[Start of Available records]

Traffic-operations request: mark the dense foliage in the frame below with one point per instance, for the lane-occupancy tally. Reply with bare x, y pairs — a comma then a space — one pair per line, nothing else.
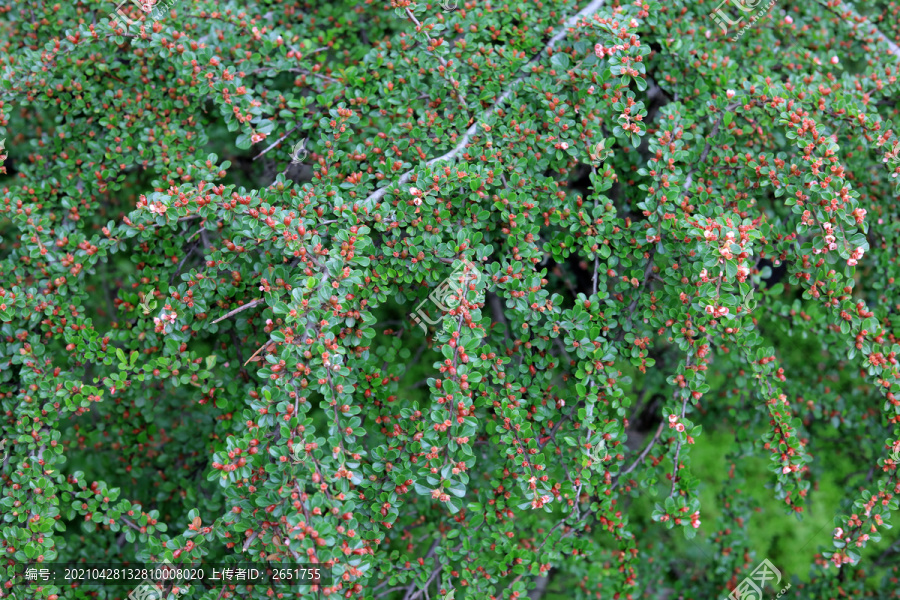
627, 231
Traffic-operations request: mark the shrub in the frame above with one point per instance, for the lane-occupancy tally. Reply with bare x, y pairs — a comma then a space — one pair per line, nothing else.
441, 296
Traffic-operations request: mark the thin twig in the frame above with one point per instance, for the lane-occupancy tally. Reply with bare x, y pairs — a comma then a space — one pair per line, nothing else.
563, 31
250, 304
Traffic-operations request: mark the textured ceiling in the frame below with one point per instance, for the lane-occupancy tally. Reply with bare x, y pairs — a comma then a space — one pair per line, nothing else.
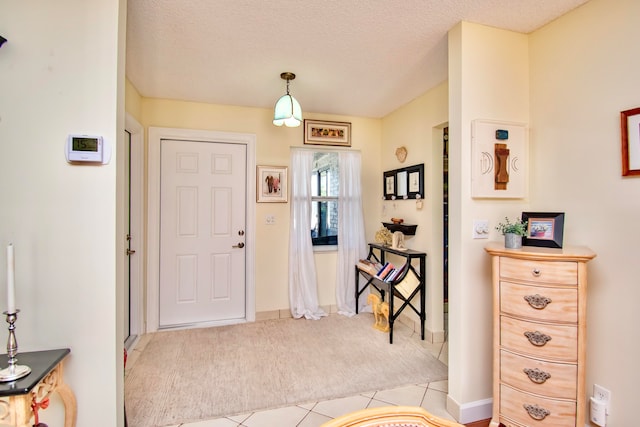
351, 57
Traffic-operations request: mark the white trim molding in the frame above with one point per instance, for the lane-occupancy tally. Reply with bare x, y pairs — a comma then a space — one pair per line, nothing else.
470, 412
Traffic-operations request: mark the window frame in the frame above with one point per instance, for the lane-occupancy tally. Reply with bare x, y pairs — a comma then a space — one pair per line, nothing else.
324, 242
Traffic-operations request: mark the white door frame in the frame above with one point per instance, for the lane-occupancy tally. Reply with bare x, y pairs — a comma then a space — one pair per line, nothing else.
156, 135
136, 318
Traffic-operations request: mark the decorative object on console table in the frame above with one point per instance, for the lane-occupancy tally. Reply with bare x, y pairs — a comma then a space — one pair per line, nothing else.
546, 229
13, 371
384, 236
630, 133
539, 332
513, 232
30, 393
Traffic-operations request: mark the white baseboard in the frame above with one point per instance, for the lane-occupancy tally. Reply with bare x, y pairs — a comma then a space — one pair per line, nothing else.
470, 412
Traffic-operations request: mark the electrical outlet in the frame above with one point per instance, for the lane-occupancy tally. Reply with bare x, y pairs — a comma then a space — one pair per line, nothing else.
602, 394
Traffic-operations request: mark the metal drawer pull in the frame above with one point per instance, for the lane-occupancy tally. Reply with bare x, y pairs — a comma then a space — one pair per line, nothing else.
537, 338
536, 375
536, 412
537, 301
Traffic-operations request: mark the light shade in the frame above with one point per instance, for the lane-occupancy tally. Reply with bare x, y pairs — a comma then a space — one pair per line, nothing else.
287, 110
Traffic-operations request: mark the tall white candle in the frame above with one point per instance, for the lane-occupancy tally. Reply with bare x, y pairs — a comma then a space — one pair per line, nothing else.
11, 286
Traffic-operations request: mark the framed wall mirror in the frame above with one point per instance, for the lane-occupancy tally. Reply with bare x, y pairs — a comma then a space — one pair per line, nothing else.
404, 183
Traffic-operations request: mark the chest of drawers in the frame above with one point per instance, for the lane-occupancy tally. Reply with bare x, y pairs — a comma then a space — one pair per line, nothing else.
539, 330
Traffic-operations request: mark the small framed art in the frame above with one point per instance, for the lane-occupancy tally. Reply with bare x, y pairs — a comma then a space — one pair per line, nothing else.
630, 135
320, 132
272, 184
544, 229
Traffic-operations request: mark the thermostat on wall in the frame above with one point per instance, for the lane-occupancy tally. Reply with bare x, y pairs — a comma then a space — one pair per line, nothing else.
87, 149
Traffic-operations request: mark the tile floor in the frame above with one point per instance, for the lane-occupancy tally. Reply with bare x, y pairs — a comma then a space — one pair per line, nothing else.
431, 396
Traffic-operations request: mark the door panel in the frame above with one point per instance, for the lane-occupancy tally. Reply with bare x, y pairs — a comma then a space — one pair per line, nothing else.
202, 222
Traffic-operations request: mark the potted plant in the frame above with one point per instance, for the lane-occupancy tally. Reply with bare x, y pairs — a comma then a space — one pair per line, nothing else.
513, 232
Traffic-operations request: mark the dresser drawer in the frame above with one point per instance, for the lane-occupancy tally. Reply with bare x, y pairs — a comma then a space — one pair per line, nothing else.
562, 345
544, 378
564, 273
539, 302
544, 412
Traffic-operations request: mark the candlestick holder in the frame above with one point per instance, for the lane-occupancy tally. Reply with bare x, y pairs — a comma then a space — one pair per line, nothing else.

[End of Available records]

Stated task: Reproduce all entries without any change, and omit the pictures.

Expected answer:
Traffic-operations request: mark the dense foliage in the frame below with one point per instance, for the lane-occupancy tally. Reply with bare x, y pairs — a comma then a space — one pair per line, nothing else.
627, 231
Traffic-operations request: mark the shrub in the frame above with one point per instance, for the lane-occupancy tally. Reply with bare x, y pairs — a comma then a space — one pair per line, nothing else.
441, 296
Traffic-operations request: mark the thin twig in the frame above with one point per instance, for the lane-occupancy tally. Reply with bare x, y pairs — a comma then a space — one pair per line, nothing else.
563, 31
250, 304
Traffic-operations request: mark the textured ceiling in the frame below with one point per instance, for the lane-occupancy tally. Reply with bare x, y pairs — a comma then a space — one pair per line, nothing else.
351, 57
Traffic-operations request: mark the white trim molding in the frame above with one point per instance, for the lane-occupancy tally. Reply with bare x, y pairs — a comma then a space — one pair per line, nothing else.
470, 412
Traffic-operations request: mark the window frame in the frame above with one point per instance, for the lane-occupancy tally. Reply with bare x, y pairs — a comma then a space — one pair per line, nothing else.
324, 242
Traffic-operations request: mark the white door frame in the frame above with one point per instance, for the lane-occupancy tally. Reply with bare x, y pairs — a comma then a space — one pair per line, nothing else.
156, 135
136, 318
Traffic-operations request: mark the decorative object on console table in the frame above with one point per instance, for the lane-occupancy tally. Reply with bare x, y pairs — a comma then a space — one pair per line, nothing else.
546, 229
13, 371
384, 236
630, 133
539, 332
513, 232
30, 393
Traffic-operations request: mark the white baseboard in the frame above with one point per instance, for the lane-occupancy tally. Reply with bare x, y pairs — a comma then a space — one pair per line, nothing else.
470, 412
Traffic-operations request: mark the electrical outlet in the frame above with one point per instance, for the lane-occupancy tally. Reply with bare x, y pairs — a comma then a space — one pair per line, nothing else.
602, 394
Traffic-operations request: mark the metal drawer pull in the frame above with one point per instance, for the lane-occupancy tally. Reply with bare x, y pairs — a comma then a space — one pair per line, nothing else.
537, 338
536, 375
536, 412
537, 301
Traffic-operations request: mark the light shade in the frame above with one point per instance, for the lane-occupancy tally. Reply with bare x, y pairs — a comma then a space — one pair per line, nothing else.
287, 110
Traffic-operations request: mark the tall white candle in the frame above with one point per instance, for the lane-occupancy tally. Reply with bare x, y pairs — a comma then a space — one pair per line, nothing else.
11, 286
Traffic-operations request: mark the framed wall mirror in the frame above with one point per instance, for the lane-occupancy tally. Reply with bare x, y pairs — a comma then a space — one pair per line, nothing else.
404, 183
Traffic-operations request: mark the chest of drawers in the frame above with one point per instance, for the lane-occupancy tally. Reply with bare x, y pairs — a comma then a space — one pair per line, nothing else.
539, 330
Traffic-operations request: mark the small framed art in the frame above with one point per instance, for the lane-occupancy tally. Reply with bare x, y pairs — a comma then a space — one pair per line, nothing else.
630, 135
320, 132
272, 184
544, 229
Traffic-operations request: mark the thermostat on wall in the frame above with one point per instance, for the lane-occupancy tally. Reply with bare x, y pairs — a comma then a space — one pair per line, nothing else.
87, 149
Traffic-operations request: mark the tile floor in the frame above with one point per instance, for the lane-occupancy tally. Reply with bare x, y pairs — a comma then a space — one pair per line, nothing else.
431, 396
Traffic-operations request: mark the door panel in the frame above with one point per instance, for the lane-occupancy tally. Reply with bare x, y pairs — a comma then a space — one pair per line, nothing else.
202, 222
Traffic-operations request: mark the potted plant in the frame above with one point per instance, for the lane-occupancy tally. Reply with bare x, y pairs — a comma then a space — one pair per line, nothing else.
513, 232
Traffic-operations request: mark the dresser drawer in the frame above with one point per instance, for the lane-occupancy tally. Reply with bare x, y pairs — a comma then a space — one pair per line, nothing else.
562, 345
544, 378
564, 273
539, 302
544, 412
Traffic-operations request: mark the candlestick holder in the frame above with one point per instance, for the lane-occupancy tally. Reply with bare x, y pairs — a comma then a space — one pair per line, nothing else.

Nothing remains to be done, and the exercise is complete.